## EXERCISE
Please rewrite all the entries below, replacing "shelf-audit tool" with "catalog tool" and keeping everything else unchanged. Leave the pictures out of your answer.

## Dataset excerpts on object pointing
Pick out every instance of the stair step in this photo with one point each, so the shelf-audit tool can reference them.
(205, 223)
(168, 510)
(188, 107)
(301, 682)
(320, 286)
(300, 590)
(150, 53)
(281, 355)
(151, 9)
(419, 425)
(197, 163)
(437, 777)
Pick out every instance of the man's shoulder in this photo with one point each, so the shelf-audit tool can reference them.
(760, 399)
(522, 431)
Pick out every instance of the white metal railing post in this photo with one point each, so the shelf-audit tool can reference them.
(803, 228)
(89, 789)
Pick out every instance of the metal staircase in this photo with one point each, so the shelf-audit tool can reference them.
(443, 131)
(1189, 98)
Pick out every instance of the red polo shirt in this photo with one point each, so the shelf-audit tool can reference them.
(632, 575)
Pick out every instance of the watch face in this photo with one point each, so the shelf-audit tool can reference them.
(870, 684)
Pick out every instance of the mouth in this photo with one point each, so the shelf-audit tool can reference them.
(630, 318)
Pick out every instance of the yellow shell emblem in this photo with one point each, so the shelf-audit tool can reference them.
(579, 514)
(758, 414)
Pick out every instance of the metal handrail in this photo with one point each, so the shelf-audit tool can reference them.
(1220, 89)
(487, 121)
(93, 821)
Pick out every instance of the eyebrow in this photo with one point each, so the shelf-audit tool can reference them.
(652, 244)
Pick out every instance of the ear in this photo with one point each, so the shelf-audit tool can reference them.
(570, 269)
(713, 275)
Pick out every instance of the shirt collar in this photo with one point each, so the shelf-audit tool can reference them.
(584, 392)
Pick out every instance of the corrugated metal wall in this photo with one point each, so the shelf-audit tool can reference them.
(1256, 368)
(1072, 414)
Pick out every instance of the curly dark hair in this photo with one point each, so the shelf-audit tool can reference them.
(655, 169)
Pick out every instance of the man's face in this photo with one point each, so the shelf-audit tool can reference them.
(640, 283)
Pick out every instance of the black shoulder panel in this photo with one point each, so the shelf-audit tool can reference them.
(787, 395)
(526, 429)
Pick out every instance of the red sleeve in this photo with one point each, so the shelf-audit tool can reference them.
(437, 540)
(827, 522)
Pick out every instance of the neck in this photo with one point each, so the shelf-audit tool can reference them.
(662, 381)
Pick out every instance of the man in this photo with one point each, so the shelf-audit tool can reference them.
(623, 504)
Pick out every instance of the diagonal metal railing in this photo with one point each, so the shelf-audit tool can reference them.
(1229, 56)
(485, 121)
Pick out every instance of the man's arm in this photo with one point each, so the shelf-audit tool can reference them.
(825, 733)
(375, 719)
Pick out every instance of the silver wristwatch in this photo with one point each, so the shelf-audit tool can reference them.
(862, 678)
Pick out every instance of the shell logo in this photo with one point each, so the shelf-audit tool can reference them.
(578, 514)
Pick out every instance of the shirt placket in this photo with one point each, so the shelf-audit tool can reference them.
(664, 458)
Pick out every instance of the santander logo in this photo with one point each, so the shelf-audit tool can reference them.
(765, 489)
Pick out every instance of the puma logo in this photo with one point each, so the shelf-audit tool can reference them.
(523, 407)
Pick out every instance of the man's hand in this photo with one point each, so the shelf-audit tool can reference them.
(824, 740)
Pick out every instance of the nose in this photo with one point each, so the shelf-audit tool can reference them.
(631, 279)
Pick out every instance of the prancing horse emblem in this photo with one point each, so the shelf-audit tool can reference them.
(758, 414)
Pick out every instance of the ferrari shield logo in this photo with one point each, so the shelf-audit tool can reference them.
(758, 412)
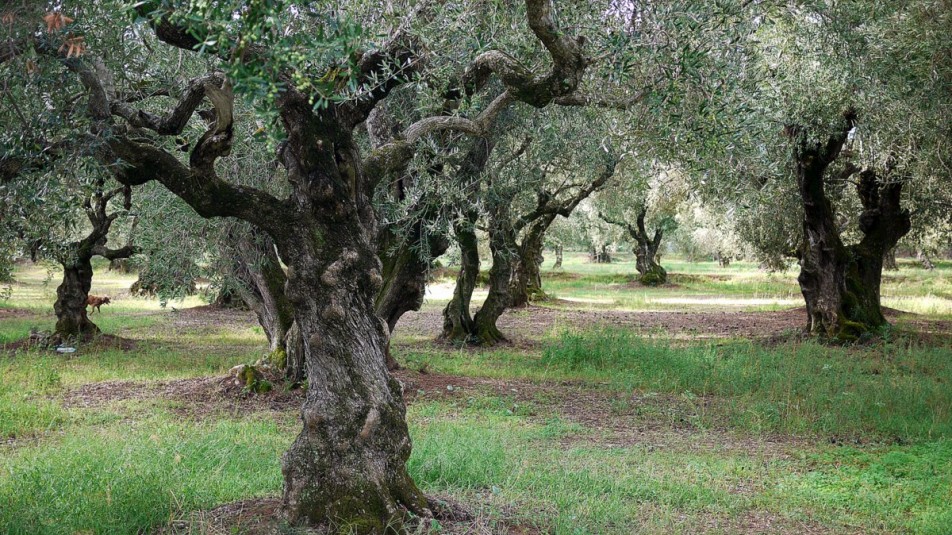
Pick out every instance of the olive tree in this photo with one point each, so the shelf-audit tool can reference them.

## EXERCISE RESULT
Pick out every instance of the stair step in this photo with one point each, so the catalog tool can reference them.
(205, 223)
(168, 510)
(188, 107)
(301, 682)
(320, 286)
(300, 590)
(150, 53)
(281, 355)
(151, 9)
(419, 425)
(197, 163)
(437, 777)
Pick out every instance of the man's shoulder in this photo with one point each, so the catalog tool can reference them.
(760, 399)
(522, 431)
Pick out every instance of the white metal railing post in this photo with one point each, so the catalog tool can reference them.
(803, 228)
(89, 789)
Pick out every instance of the metal staircase in this photo with one point each, so the catalog tool can reference them.
(443, 131)
(1189, 98)
Pick out every instance of the red polo shirt in this photo with one point each, so the catalog tool can reference them.
(632, 575)
Pick out every instance of the watch face in this photo with one point each, so the catalog tool can reference them.
(870, 684)
Pick out every instance of the mouth in this photo with one point each, so the catalog tool can reference them.
(630, 318)
Pick out every instance of the yellow shell emblem in this photo with one point each, so the catalog tool can reference them.
(579, 514)
(758, 414)
Pick out every instance of the metal handrail in this photo with one point each, so the catalog tool can reference them.
(1220, 89)
(487, 121)
(93, 821)
Pick out every instance of the eyebrow in this photo with one point each, so the catalog tool can reference them.
(652, 244)
Pick out every instance of the ear in this photo with one point each, so the catalog tool can reference them.
(570, 269)
(713, 275)
Pick out every instance of the shirt collar in this photo with one point each, so the catalog tool can reference them.
(584, 392)
Pick out every instance of the corrugated metal wall in this photo with one point each, so the catalog tool can reference them.
(1256, 368)
(1072, 414)
Pick out every instance of the curly dark hair in this photo with one point each, so the catalog tool can reference them.
(655, 169)
Pick out every instance of the man's face in this photo with one point each, so the catalog tool can reference them.
(640, 283)
Pick out every instance of the black shoulder panel in this photo with one point each, so the catalog tool can reference them.
(787, 395)
(526, 429)
Pick out every instance of the red sleeve in this photo with one point each, so the catalog tool can reference them.
(437, 540)
(827, 522)
Pick out every instance of the neck in this photo with one point each, so the catalog tool can reference them.
(662, 381)
Pick out every instance of the man in this photo with one point each, so the catalog tool can reference them.
(623, 504)
Pick out every instance of the diagonal metal railing in this photo with one point each, so the catalog tool can reference them.
(1229, 56)
(485, 121)
Pick out every instance of the man's arm in this photo with one point each, so the catalog tool can reference them.
(825, 733)
(375, 719)
Pick out every instance of the silver wristwatch in this photo with one point each, so the catalog tool can reference them.
(862, 678)
Pick out every instance of the shell logo in this photo with one point each, so the catalog tool can reference them.
(578, 514)
Pick out every instance of the shirt placket in this photo with one point each, so the catalog tool can reference them.
(664, 458)
Pick out every instance of the santander logo in this photo with one point each, so the catalog tool can reference them.
(765, 489)
Pick out every instance of the puma logo in this photo with one point each, so the catalog tool can reference them.
(523, 407)
Pick out every instance of the man's hand in this photo with one point each, so the catalog tool can reference them.
(824, 740)
Pick out every instance of the nose in this photo with one point each, so the catalog tool can reference them.
(631, 279)
Pick out every instance of the prancing horse emblem in this photo with one point each, so the catalog tool can reference them.
(758, 414)
Pick out every instance of the ferrari shield logo in this photo with one point each, so the catalog tool can reference them.
(758, 412)
Pick out every instance of the olive tree in this photo with one point each, so the catalog tool can reference them.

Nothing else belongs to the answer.